● **課題の内容**
(A) ティン・パン・アレーに関する文章のうち、「tinpan19732007-06-01」を含む語句で始まり「ティン・パン・アレーの抑制のきいた演奏が味わえる曲。」で終わる部分を、一字一句違えずに書き写してください。
(B) ティン・パン・アレーに関する文章によると、荒井由実「雨のステイション」は何年のどのアルバムに収録されましたか。
(C) ティン・パン・アレーに関する文章を、最後の文の後から書き継いでください。

● **原文抜粋**
ティン・パン・アレーのSIDEWAYS

季節が流れていく。音楽が聴こえてくる。

六月の霧靄。

tinpan19732007-06-01

今日から六月。
今年はしっかり五月晴れがあったので、
今日から六月らしく雨の話ができる。


まずは、この曲あたりから。
荒井由実「雨のステイション」。
1975年『COBALT HOUR』に収録された、
美しいメロディー・ラインと
ティン・パン・アレーの抑制のきいた演奏が味わえる曲。


「彼らは技術力はもちろん、表現力がすぐれている」
山下達郎さんがラジオ番組で、ティン・パン・アレーに対して、
こんな発言をされていたのを聞いたことがあるけれど、
この曲もその一例といえるのではないだろうか。


オカズを叩かない林立夫氏のドラム。
ニュアンスに富んだ細野晴臣氏のベース。
歌伴に徹した鈴木茂氏のギター。

● **提供資料**
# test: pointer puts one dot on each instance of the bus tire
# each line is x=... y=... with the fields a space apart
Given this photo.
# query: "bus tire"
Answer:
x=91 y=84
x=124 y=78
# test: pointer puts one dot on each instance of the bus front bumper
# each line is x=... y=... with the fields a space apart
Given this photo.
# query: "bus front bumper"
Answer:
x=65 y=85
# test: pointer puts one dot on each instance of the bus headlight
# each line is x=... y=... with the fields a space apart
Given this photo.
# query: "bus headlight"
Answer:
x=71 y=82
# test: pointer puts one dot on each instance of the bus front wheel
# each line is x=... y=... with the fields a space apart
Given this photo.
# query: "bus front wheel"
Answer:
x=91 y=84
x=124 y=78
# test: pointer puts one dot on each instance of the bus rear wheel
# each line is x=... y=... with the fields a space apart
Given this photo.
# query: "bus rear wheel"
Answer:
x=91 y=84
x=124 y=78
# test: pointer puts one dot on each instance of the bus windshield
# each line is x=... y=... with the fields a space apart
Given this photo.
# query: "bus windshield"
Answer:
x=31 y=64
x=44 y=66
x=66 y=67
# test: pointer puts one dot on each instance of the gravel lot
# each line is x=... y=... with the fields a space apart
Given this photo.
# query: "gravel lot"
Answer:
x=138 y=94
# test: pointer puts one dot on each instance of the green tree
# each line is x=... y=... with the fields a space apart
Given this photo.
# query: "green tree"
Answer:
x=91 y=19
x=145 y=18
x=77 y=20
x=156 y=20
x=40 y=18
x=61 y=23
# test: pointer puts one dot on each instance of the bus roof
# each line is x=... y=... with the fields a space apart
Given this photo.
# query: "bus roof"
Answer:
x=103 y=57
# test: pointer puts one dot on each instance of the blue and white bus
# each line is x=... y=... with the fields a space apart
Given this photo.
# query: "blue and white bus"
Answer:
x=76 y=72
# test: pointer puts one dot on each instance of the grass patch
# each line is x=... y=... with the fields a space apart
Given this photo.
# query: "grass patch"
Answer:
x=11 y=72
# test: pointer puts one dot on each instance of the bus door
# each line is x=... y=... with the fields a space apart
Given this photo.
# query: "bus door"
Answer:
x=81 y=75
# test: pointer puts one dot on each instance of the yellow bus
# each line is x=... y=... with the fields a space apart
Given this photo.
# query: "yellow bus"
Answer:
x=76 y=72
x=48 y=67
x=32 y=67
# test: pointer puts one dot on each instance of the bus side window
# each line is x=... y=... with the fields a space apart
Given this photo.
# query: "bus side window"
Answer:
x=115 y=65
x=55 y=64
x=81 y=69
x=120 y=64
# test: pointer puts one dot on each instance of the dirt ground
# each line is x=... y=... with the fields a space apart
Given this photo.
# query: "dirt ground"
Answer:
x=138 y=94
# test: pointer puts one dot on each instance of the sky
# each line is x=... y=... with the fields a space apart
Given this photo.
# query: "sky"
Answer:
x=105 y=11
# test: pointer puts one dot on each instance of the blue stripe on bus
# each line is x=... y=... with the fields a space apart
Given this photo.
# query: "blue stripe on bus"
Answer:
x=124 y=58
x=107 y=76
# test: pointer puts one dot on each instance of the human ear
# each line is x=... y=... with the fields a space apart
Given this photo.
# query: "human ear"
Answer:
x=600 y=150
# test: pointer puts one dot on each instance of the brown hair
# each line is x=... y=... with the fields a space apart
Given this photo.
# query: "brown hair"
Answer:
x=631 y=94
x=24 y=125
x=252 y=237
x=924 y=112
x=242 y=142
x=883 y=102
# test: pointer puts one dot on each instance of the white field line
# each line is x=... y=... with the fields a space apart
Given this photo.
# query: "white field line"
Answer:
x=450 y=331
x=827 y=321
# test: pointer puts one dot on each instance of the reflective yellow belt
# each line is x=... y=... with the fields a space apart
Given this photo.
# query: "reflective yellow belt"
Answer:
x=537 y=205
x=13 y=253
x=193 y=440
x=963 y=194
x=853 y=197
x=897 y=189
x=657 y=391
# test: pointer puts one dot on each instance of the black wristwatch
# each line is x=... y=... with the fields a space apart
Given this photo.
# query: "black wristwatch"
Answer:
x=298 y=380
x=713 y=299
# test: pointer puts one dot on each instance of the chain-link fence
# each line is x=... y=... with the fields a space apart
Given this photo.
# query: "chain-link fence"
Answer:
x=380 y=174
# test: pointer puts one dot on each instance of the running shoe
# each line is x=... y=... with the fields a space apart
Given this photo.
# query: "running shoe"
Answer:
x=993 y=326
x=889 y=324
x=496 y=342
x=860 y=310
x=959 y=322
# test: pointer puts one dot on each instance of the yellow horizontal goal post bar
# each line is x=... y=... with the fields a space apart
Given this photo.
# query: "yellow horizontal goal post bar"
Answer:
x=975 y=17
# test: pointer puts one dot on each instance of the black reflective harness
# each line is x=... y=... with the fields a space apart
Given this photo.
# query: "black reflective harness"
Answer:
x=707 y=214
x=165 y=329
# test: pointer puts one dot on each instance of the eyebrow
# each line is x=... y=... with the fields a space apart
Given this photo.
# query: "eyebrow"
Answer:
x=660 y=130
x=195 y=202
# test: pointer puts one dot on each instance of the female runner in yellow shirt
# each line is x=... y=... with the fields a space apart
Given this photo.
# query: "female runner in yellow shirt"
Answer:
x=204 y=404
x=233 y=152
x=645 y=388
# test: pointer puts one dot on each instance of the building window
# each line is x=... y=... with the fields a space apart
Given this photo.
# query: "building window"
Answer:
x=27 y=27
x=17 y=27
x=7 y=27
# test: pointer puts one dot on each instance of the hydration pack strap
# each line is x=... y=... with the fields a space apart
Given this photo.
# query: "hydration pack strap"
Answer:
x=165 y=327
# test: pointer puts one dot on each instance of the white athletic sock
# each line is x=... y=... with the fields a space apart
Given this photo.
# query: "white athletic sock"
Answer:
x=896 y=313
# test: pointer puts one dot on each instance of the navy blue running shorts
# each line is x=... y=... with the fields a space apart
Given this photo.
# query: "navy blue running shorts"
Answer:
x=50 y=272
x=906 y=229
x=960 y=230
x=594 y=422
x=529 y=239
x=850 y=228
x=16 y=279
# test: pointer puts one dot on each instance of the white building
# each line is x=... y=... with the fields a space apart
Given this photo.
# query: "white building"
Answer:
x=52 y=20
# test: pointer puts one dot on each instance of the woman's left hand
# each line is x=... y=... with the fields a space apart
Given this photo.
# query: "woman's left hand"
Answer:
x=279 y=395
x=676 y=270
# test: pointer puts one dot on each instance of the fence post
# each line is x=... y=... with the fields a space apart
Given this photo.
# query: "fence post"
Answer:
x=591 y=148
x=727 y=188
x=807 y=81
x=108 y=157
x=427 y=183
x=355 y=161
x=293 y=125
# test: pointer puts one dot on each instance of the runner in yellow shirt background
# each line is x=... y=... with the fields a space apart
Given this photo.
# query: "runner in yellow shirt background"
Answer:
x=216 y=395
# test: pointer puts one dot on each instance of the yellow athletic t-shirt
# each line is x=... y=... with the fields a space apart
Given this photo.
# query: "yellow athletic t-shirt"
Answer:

● **最終結果**
(A)
tinpan19732007-06-01

今日から六月。
今年はしっかり五月晴れがあったので、
今日から六月らしく雨の話ができる。


まずは、この曲あたりから。
荒井由実「雨のステイション」。
1975年『COBALT HOUR』に収録された、
美しいメロディー・ラインと
ティン・パン・アレーの抑制のきいた演奏が味わえる曲。

(B) 1975年の『COBALT HOUR』です。

(C)
控えめな松任谷正隆氏のキーボード。


YMOから“ハズシの美学”を学んだとしたら、
ティン・パン・アレーからは“謙遜の美学”を学んだ気がする。
あるいは、“わび・さび”、“華美じゃない茶室”。
“京都・龍安寺の石庭”あたりが最も言い得ているような…。
個々が変に自己主張せず、全体としてバランスのとれた美を醸す。
さっぱりとして控えめだけれど、潔く深い。


スリー・ディグリーズ「ミッドナイト・トレイン」や
小坂忠『ほうろう』あたりの黒っぽい演奏も好きだけれど、
荒井由実1〜3枚目から色濃く感じられる“抑制”“引き算”が好きだ。


ところで、この「雨のステイション」。
しとしと雨の西立川駅が舞台らしく、何と歌碑まで立っているらしい。


私にとってのこの曲のイメージは、御茶ノ水駅。
江戸城の内堀だったお堀(神田川?)の位置まで低まったホームや
駅舎が味わい深いから?
六月の雨の日に訪れたことが多いから?
そういえば、ツバメを見たこともあったような?
いや、この曲をよく聴いたころ好きだった人が、
その当時毎日通っていた駅だったから?


いろんな理由が複合されて、私の頭の中に
霧や靄がかかったのだろう。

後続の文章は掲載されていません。